- **REQUIREMENT**:
Resume the news report below on the Health Ministry's ban on selling antibiotics without a prescription, picking up after its final sentence.

- **EXTRACT**:
• • • • • • •

A Ministry of Health official yesterday said the ministry has banned the buying and selling of antibiotics without a prescription in an effort to curb the overuse that has led to an alarming level of antibiotic resistance in the Kingdom.
Ly Sovann, spokesman for the Ministry of Health, said that the ministry had issued a letter on the ban, but he couldn’t provide a copy of the letter or recall the date the order was issued. He also didn’t say what enforcement measures the ministry was taking to implement the ban.
“Currently, the MoH [the Ministry of Health] bans using antibiotics without a prescription,” he said.
The ban is meant to counter the overuse and misuse of antibiotics, which leads to resistance and limits the drugs that are able to treat infectious diseases.
One Phnom Penh pharmacist, who declined to provide her name, said yesterday that she had received the ministry’s letter, which also had information about training sessions on antibiotic misuse.
The owner added that she now required her clients to show a doctor’s prescription for antibiotics – unless they appeared to be seriously ill, she said.
However, three other pharmacies visited yesterday were openly selling various antibiotics over the counter. Saing Sengkhy, owner of Lika Pharmacy, said he was continuing to sell antibiotics as usual since he hadn’t received any notification from the ministry informing him of any changes.

• • • • • • •

- **LISTED ENTRIES**:
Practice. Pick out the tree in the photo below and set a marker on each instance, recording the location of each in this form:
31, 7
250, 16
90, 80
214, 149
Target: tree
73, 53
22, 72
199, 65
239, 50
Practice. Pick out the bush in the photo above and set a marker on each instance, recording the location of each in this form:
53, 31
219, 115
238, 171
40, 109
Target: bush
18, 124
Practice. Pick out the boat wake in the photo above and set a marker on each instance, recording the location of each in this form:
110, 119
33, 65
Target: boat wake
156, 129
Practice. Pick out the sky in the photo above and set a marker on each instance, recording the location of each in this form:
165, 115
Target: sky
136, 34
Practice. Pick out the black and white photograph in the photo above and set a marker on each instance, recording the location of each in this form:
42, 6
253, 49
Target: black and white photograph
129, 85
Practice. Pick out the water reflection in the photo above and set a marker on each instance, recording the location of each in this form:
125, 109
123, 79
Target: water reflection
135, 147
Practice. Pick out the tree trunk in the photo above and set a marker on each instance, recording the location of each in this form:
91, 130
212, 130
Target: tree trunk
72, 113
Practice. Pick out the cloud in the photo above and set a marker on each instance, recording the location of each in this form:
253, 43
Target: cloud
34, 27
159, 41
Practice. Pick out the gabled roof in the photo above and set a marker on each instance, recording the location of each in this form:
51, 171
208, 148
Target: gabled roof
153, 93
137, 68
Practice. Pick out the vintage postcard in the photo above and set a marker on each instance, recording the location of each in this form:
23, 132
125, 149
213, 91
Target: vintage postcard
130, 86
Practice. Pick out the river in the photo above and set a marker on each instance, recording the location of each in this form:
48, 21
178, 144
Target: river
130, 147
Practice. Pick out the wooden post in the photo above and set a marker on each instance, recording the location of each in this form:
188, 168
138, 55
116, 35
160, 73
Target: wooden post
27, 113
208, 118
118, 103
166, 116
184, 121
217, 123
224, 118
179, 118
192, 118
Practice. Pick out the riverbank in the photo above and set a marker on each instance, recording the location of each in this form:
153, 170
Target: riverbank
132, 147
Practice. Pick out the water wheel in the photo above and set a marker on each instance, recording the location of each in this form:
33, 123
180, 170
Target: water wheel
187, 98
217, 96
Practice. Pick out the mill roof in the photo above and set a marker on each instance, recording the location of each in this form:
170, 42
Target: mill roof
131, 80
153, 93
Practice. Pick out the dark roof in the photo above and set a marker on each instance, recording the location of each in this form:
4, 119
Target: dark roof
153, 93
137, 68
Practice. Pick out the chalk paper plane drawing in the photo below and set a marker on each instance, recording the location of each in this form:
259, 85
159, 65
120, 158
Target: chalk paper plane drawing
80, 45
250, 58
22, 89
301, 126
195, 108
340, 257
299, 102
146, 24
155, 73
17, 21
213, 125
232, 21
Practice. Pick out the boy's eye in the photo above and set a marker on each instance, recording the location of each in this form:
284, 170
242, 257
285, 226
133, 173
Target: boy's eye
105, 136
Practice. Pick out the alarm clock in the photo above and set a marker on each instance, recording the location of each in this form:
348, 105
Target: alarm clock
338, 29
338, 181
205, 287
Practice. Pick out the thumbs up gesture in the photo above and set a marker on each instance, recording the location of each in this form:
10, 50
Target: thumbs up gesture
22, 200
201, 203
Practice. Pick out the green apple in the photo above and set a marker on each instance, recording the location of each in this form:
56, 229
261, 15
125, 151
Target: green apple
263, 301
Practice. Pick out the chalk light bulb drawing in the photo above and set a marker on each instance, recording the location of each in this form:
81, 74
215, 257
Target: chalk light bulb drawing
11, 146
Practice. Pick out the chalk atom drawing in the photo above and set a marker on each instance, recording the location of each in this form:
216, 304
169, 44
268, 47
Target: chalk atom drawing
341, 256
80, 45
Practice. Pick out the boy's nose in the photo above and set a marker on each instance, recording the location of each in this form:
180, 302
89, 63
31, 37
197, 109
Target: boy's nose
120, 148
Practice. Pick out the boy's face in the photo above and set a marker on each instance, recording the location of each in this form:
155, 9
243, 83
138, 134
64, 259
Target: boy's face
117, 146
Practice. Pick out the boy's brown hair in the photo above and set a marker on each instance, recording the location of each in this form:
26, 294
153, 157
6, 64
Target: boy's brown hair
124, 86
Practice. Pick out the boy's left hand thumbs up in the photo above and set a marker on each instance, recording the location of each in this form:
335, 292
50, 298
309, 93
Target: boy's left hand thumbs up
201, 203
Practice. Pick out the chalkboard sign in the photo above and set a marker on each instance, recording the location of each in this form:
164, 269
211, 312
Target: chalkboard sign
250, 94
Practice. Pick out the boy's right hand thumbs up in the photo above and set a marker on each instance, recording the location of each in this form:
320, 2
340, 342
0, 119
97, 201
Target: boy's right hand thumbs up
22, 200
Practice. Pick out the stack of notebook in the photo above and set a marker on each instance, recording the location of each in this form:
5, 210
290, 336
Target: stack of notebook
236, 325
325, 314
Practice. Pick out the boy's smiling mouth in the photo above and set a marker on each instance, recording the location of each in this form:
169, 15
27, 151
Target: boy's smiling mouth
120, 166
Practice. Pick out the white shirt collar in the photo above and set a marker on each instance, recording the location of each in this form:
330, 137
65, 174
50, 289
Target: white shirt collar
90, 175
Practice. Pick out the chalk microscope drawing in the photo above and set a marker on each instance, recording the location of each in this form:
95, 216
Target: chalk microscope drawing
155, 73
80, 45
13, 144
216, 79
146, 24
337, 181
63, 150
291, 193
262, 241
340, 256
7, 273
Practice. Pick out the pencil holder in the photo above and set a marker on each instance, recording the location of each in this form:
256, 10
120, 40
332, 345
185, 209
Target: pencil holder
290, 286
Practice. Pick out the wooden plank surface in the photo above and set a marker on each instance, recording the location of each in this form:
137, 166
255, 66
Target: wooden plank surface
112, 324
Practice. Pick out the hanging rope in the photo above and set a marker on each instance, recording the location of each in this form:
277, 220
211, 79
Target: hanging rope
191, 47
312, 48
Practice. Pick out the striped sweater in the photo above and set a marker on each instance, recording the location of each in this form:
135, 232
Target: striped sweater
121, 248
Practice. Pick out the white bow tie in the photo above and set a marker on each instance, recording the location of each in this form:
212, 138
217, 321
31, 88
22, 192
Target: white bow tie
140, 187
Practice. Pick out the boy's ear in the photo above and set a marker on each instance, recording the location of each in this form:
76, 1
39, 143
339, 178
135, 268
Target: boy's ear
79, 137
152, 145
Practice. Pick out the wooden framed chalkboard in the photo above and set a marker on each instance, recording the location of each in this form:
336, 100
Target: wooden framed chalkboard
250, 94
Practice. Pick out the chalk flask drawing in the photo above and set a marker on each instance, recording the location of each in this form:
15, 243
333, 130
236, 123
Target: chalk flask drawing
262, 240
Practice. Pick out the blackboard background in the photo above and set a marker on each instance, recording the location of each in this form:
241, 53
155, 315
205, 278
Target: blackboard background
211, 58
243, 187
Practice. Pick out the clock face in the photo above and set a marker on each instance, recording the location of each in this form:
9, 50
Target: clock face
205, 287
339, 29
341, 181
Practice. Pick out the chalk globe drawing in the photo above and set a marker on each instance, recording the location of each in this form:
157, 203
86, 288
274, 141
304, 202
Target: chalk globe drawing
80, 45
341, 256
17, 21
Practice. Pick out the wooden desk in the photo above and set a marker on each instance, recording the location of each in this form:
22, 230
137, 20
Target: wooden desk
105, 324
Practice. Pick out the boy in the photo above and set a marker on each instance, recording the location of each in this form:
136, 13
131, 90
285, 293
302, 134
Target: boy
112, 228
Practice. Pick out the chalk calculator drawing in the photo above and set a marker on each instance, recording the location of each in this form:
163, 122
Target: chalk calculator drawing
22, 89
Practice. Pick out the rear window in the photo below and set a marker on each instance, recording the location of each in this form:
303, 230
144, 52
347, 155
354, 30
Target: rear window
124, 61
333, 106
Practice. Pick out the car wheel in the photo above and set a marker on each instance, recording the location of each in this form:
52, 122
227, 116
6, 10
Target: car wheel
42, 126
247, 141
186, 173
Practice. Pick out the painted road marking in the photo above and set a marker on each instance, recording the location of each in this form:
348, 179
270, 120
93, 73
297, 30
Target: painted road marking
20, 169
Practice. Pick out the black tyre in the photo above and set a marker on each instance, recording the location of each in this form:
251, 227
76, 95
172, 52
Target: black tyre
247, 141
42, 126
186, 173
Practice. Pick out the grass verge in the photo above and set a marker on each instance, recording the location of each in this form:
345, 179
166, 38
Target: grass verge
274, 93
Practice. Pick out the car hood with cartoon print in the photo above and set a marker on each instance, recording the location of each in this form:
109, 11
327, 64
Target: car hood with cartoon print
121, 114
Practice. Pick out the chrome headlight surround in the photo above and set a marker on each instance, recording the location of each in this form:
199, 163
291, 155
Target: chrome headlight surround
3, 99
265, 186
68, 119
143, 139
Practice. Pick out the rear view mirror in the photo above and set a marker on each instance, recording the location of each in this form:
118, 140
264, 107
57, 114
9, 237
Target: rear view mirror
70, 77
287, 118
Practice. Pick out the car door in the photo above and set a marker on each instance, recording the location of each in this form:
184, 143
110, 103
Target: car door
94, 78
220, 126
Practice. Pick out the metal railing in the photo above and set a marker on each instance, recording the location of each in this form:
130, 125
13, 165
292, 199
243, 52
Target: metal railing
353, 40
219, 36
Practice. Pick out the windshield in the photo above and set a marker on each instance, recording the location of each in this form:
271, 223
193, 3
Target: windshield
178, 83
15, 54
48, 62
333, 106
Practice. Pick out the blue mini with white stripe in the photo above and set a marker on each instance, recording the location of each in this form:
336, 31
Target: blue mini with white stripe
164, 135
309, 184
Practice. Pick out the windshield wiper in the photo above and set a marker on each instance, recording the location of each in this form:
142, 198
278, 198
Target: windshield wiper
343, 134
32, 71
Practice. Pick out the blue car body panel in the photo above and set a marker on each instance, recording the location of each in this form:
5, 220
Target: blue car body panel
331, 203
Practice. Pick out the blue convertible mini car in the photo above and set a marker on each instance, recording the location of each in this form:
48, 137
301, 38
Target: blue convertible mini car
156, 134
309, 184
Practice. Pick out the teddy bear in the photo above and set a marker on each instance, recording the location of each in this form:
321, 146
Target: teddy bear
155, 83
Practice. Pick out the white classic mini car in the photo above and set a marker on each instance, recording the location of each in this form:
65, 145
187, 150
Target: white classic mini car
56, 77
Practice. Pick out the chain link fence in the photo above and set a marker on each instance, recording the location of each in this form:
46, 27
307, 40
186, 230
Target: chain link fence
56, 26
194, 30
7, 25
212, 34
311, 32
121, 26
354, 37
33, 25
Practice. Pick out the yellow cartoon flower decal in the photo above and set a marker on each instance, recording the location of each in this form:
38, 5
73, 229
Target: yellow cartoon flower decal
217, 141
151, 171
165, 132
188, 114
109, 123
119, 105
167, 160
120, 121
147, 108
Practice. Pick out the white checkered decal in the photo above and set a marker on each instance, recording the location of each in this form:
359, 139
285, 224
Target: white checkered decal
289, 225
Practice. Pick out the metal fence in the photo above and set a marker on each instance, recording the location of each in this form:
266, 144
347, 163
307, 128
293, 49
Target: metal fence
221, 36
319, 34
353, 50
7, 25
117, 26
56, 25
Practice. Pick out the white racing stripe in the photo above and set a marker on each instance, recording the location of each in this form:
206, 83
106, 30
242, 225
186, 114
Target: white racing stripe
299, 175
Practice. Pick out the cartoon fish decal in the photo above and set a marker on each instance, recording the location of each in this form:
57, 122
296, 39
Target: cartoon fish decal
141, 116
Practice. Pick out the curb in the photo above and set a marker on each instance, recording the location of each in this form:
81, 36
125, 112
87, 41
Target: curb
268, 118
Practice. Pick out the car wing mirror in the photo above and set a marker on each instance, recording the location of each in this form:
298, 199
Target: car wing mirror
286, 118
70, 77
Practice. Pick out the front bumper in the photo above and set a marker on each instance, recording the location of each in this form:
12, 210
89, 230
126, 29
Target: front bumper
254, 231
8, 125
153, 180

• • • • • • •

- **TASK RESULT**:
“The culture of Cambodian people . . . when they get sick is going to the pharmacy, not going to the doctor,” he said.
The issue of antimicrobial resistance extends to the Animal Kingdom as well, according to Tum Sothyra, director of the National Animal Health and Production Research Institute.
Speaking after an “Antibiotic Awareness Week” event yesterday, Sothyra said that the Law on Animal Health banned over-the-counter antibiotic sales for livestock, but “in real situations, people can get it everywhere”.
He added that the General Directorate of Animal Health and Production was developing a sub-decree and prakas to strengthen enforcement of the law.
Meanwhile, Sovann said the Health Ministry is piloting a programme to examine microbial resistance in several hospitals throughout the country.
“The goal is to monitor antibiotics resistance and best use of antibiotics for the patients,” he said.